#### [Pointing records]
* * * * * * *
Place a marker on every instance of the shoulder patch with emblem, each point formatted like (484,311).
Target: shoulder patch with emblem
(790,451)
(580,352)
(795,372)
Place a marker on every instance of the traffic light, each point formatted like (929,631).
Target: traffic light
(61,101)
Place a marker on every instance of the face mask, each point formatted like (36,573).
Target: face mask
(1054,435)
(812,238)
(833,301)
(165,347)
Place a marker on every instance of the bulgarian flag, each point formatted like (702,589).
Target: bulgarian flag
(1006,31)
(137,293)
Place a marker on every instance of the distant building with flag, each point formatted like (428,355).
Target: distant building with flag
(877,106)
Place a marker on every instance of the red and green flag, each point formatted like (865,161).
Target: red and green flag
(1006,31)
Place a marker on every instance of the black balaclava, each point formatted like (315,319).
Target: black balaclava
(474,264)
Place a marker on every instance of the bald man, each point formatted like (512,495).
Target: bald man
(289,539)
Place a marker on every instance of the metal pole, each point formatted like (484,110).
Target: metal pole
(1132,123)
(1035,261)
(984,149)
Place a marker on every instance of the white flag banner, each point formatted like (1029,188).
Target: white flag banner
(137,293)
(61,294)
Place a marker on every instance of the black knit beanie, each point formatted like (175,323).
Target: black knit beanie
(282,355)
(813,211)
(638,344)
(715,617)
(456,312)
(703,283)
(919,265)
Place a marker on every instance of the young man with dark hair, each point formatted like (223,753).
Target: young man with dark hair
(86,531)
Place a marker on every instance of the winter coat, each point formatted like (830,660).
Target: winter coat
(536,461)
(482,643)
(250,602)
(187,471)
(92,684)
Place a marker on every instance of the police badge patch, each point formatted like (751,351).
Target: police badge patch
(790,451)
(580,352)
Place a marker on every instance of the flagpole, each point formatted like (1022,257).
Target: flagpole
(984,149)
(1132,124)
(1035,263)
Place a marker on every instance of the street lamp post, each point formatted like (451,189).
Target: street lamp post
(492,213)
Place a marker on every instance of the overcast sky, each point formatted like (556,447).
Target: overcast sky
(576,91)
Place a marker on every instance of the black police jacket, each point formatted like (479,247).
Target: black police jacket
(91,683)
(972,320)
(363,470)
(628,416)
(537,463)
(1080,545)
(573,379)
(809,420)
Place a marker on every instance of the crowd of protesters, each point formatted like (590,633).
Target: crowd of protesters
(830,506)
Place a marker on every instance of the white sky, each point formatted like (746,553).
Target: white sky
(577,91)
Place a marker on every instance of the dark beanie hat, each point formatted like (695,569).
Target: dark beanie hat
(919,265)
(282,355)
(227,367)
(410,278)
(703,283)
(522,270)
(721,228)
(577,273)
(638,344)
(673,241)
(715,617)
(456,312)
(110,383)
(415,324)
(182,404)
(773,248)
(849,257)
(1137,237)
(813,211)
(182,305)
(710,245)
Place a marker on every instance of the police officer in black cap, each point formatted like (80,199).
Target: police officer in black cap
* * * * * * *
Output the full listing exactly as it stands.

#### [RESPONSE TO THIS TASK]
Place a marker on every instance of the shoulder patch with emblem, each point formatted like (484,311).
Target: shoulder patch with emblem
(790,451)
(580,352)
(795,372)
Place a marker on every instance of the traffic light, each point formatted like (929,631).
Target: traffic light
(61,101)
Place a marker on every instance of the face mask, each point formatted like (36,573).
Target: face mask
(1054,435)
(812,238)
(833,301)
(165,347)
Place a marker on every instance of the bulgarian flag, each point formatted like (702,589).
Target: bulgarian flag
(1006,31)
(137,293)
Place a marker on every instance of the distant building with flag, each point formatted like (428,355).
Target: distant building with flag
(877,106)
Place a marker on every instance of the red and green flag, each point formatted like (865,161).
Target: red and green flag
(1006,31)
Place a marker on every instance of the black balaclava, each point formatted like (315,319).
Target: black balaclava
(474,264)
Place a marker on every instance of the bald man, each point formatted like (512,495).
Target: bald man
(289,539)
Place a marker on every instance of the metal pole, each point formatted like (484,110).
Target: metal pole
(1132,123)
(1035,261)
(984,149)
Place a marker on every instance of the white flag banner, each point formatted like (1029,188).
Target: white flag banner
(137,293)
(61,294)
Place a marker on every instance of the black knit beanie, each point formatted like (175,323).
Target: black knit beanie
(282,355)
(813,211)
(638,344)
(715,617)
(456,312)
(703,283)
(919,265)
Place a marker on every instance of the young man with dark hair, each point formatted like (223,753).
Target: young man with dark hair
(86,531)
Place a marker on every instance of the winter coat, each point formatted like (830,660).
Target: winter coat
(536,461)
(482,643)
(250,602)
(187,471)
(92,684)
Place a marker on every instance of the police badge patch, each point formatted like (751,351).
Target: police badge patch
(790,451)
(580,352)
Place a marker on every instance of the flagpole, each point formatted like (1022,257).
Target: flagpole
(984,149)
(1132,124)
(1035,263)
Place a marker on every instance of the street lamp post, each point formatted like (451,189).
Target: street lamp post
(492,213)
Place a marker on every instance of the overcast sky, each point formatted like (556,447).
Target: overcast sky
(576,91)
Place a marker on every instance of the black police jacket, each point formatted like (479,247).
Target: black police jacket
(91,683)
(972,320)
(363,470)
(628,416)
(537,463)
(1080,545)
(573,379)
(809,420)
Place a marker on every instance of the crowd of protesters, each point formatted like (590,633).
Target: crowd of protesters
(830,506)
Place a marker on every instance of the white sky, each point formatted like (746,553).
Target: white sky
(577,91)
Place a marker on every instance of the dark beanie hat, each point formatted like (695,569).
Target: dark beanie hat
(919,265)
(282,355)
(227,367)
(410,278)
(703,283)
(522,270)
(721,228)
(577,273)
(638,344)
(673,241)
(715,617)
(456,312)
(110,383)
(415,324)
(182,404)
(773,248)
(849,257)
(1137,237)
(813,211)
(182,305)
(710,245)
Place a marker on every instance of the police officer in black cap, each point formatted like (80,199).
Target: police officer in black cap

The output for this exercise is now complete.